▸ **Supplied passage**:
■ ■ ■
Clark was campaigning in Dawson Creek and Fort St. John, in the province's northeast, a landscape dotted with a burgeoning natural gas industry that forms the backbone of Clark's economic plan for the province.
"LNG is the industry that will make British Columbia debt-free" Clark said after a tour of a water reclamation plant that takes sewage and purifies it for use in fracking.
The average family income in Dawson Creek is $74,000, Clark said, noting "natural gas will provide jobs for British Columbia and not just any jobs — high-paying jobs."
Clark has said the export of LNG is worth $1 trillion in economic growth over 30 years. The product will fetch five times more overseas than it will in North America.
The Liberals' BC Jobs Plan says the government would like to have the province's first LNG plant in operation by 2015. The Liberals have committed to having three facilities operating by 2020 but there are now at least a half-dozen proposals at various stages in B.C.
Clark has reiterated during her campaign her pledge to use the revenues from LNG to establish a Prosperity Fund to pay down the provincial debt in 15 years.
The Liberals are badly trailing the NDP in opinion polls. Clark has continually tried to suggest that a "tax-and-spend" NDP government would cost the province jobs and she said Thursday an NDP government would mean the death of the opportunity LNG could provide.
At a rally in Fort St. John, Clark told supporters the NDP want to put a moratorium on fracking. The party's proposal for a new natural gas tax would "threaten this industry at the worst possible time."
"We have a party (the NDP) that doesn't believe in natural gas," Clark said. "They want to put a moratorium on even getting it out of the ground."
Clark was basing her statement on a comment by NDP energy critic John Horgan, who was asked by The Province newspaper last fall whether the party would consider following Quebec's lead and imposing a moratorium on fracking.
Horgan responded: "I wouldn't rule it out if the evidence is we need to do that (a moratorium)." He went on to say: "But I haven't seen that evidence yet, and that's why we need to have a scientific assessment."
■ ■ ■
▸ **Task prompt**:
Please set down everything in the LNG campaign report from "Clark has reiterated" down to "LNG could provide.", word for word.
■ ■ ■
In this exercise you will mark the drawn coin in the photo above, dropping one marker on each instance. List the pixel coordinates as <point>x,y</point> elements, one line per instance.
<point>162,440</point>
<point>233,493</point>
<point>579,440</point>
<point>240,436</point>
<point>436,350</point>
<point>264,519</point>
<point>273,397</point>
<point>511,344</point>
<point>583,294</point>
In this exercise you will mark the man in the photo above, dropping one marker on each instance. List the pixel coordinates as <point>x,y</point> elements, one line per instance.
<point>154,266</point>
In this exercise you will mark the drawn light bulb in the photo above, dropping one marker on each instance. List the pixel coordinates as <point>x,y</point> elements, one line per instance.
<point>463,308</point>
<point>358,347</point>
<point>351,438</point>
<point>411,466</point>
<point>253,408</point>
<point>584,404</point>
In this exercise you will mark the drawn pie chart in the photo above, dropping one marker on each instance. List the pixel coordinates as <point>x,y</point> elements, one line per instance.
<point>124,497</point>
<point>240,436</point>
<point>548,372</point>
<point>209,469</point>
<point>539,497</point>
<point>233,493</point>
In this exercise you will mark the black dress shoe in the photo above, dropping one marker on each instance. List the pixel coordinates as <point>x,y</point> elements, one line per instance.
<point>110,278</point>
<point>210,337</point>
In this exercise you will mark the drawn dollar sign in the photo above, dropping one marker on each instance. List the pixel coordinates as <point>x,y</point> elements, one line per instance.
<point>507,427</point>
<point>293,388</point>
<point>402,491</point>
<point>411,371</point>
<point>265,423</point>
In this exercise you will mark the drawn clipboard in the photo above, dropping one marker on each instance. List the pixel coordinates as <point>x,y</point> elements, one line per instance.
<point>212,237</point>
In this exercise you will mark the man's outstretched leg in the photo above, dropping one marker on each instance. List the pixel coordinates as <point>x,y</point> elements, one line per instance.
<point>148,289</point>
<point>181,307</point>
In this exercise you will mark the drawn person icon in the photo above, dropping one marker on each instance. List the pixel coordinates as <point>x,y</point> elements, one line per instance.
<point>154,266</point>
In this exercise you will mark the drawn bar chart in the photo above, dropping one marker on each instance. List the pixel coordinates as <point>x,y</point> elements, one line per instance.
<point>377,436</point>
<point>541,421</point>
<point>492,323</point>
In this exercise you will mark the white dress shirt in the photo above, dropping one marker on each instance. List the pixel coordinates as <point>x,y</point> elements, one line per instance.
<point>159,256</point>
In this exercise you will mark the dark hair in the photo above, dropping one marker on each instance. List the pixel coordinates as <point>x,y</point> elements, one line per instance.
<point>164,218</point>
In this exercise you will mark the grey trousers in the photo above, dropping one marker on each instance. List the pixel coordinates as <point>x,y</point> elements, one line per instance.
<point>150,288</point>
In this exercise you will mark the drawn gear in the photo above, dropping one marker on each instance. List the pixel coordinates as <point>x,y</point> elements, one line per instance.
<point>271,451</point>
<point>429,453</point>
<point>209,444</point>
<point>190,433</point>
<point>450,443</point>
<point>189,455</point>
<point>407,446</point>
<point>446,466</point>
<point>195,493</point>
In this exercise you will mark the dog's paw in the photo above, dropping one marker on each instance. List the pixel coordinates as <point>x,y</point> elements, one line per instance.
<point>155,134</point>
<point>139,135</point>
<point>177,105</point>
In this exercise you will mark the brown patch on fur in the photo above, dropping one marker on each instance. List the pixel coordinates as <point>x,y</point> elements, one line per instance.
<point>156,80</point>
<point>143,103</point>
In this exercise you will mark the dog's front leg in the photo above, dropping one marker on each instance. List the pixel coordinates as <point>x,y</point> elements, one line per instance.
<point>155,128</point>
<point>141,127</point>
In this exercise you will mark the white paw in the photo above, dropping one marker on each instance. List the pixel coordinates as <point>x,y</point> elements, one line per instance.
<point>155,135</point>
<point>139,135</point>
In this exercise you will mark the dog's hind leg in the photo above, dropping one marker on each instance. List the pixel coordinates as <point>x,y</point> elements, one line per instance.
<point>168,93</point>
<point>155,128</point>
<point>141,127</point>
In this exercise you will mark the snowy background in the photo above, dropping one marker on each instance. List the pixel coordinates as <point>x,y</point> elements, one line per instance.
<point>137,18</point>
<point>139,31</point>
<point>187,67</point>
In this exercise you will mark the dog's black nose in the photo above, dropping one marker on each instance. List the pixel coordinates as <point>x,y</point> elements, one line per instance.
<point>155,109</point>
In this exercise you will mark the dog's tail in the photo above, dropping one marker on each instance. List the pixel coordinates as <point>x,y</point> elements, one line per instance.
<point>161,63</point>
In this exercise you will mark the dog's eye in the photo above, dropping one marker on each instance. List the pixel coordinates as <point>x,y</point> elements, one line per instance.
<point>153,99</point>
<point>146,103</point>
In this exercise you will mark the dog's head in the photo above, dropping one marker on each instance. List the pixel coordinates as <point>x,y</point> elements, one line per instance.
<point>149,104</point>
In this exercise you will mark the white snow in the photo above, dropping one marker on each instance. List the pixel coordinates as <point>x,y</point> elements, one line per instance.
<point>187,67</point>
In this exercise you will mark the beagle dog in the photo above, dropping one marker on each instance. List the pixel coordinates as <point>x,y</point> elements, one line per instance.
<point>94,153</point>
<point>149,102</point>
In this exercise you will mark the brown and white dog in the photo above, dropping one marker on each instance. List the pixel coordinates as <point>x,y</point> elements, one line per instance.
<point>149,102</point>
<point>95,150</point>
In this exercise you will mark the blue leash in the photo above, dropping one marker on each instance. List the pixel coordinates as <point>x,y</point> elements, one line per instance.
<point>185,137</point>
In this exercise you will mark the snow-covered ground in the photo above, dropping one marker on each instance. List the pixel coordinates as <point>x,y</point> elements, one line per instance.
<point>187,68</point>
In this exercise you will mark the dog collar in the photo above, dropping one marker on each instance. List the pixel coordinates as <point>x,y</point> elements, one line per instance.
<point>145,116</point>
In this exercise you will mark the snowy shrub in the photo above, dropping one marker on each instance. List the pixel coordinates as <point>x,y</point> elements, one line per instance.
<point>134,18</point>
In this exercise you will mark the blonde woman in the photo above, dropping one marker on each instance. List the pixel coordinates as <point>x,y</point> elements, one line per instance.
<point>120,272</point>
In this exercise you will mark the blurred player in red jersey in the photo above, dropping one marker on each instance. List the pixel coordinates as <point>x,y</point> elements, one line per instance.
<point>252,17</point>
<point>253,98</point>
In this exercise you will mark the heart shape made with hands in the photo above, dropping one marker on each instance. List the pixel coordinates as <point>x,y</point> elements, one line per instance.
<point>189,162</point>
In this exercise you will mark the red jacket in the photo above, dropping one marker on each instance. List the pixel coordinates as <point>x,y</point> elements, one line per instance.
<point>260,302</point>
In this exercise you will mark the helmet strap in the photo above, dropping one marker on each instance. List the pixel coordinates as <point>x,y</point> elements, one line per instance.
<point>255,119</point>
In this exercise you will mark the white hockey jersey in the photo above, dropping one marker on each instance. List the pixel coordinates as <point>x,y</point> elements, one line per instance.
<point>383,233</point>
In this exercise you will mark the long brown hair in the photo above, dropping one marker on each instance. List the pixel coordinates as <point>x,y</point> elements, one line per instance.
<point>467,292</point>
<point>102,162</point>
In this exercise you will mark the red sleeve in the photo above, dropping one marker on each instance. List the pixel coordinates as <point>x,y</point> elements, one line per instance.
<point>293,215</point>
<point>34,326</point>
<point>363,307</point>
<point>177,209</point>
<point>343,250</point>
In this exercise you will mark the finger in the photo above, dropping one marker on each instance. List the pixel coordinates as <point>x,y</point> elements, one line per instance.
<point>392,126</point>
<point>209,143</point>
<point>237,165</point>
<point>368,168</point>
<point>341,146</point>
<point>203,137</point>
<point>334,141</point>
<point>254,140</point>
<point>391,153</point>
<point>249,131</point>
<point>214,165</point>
■ ■ ■
▸ **Exercise solution**:
Clark has reiterated during her campaign her pledge to use the revenues from LNG to establish a Prosperity Fund to pay down the provincial debt in 15 years.
The Liberals are badly trailing the NDP in opinion polls. Clark has continually tried to suggest that a "tax-and-spend" NDP government would cost the province jobs and she said Thursday an NDP government would mean the death of the opportunity LNG could provide.